▸ Problems and tasks
1. In the passage on neuropsychological tests, what span length counts as lowered on the backward Digit Span?
2. Continue the passage on neuropsychological tests from its last sentence.

▸ Extract provided

The Trail Making Test (TMT) A and B measures processing speed (TMT-A) and divided attention (TMT-B).²⁷ The test subject is asked to draw a line, in consecutive order, between numbers (TMT-A). On the TMT-B, test subjects need to switch between numbers and letters. The time needed to complete both these tasks is corrected for age and education and converted into T scores. T scores <40; for example, 1 SD below the mean, are defined as lowered scores.

The Digit Span (DS) is a subtest of the Wechsler Adult Intelligence Scale-III and measures attention and working memory.²⁸ Subjects are instructed to repeat numbers forward and backward. Raw scores are obtained for span length forward (DS-F) and backward (DS-B). Lowered span lengths are defined as fewer than five digits on the DS-F and fewer than four digits on the DS-B.

▸ Provided data

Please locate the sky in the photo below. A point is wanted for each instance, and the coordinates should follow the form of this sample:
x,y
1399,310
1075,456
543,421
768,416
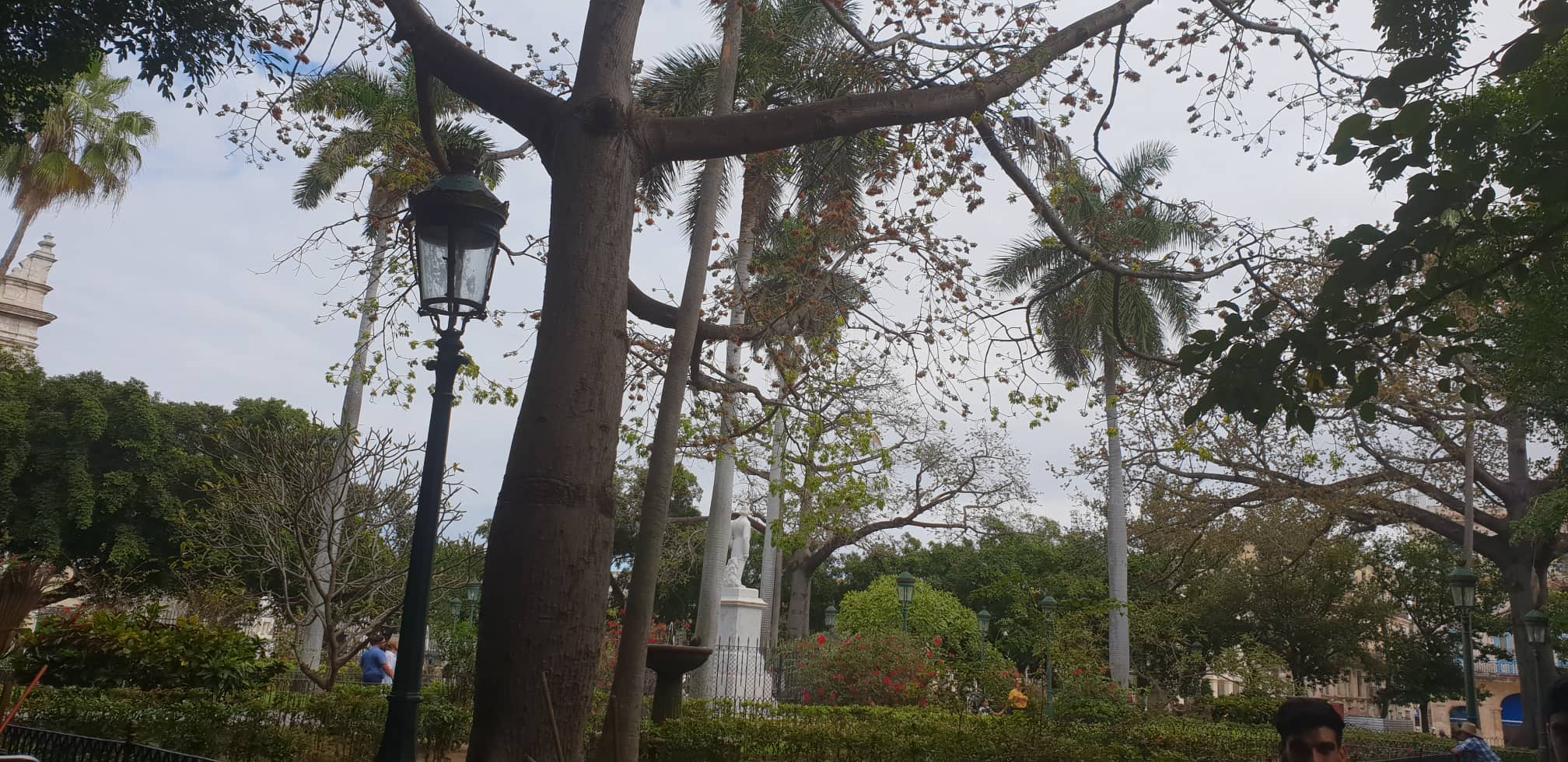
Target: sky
x,y
177,284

▸ Answers for the tasks
1. Fewer than four digits.

2.
The Fifteen Word Task (15WT), the Dutch version of the Auditory Verbal Learning Test, was used to measure short and long-term memory and memory recognition.^29,30 Subjects were instructed to recall 15 unrelated words immediately after listening to them (repeated five times). After 20 min, a delayed recall and a recognition task is performed. Raw scores are calculated for the immediate total recall (15WT-TR; range 0–75), and delayed recall (15WT-DR; range 0–15). Raw scores are converted into decile scores corrected for age, gender, and education for both subscores. Decile scores <2.0 are defined as lowered scores.

The modified Six Elements Test (6ET) was used to measure executive function, and is part of the Behavior assessment of Dysexecutive Syndrome Test (BADS).³¹ Test subjects are instructed to work on six tasks within 10 min, taking into account two rules. Based on the number of attempts and rules broken, a score of 1–4 is given.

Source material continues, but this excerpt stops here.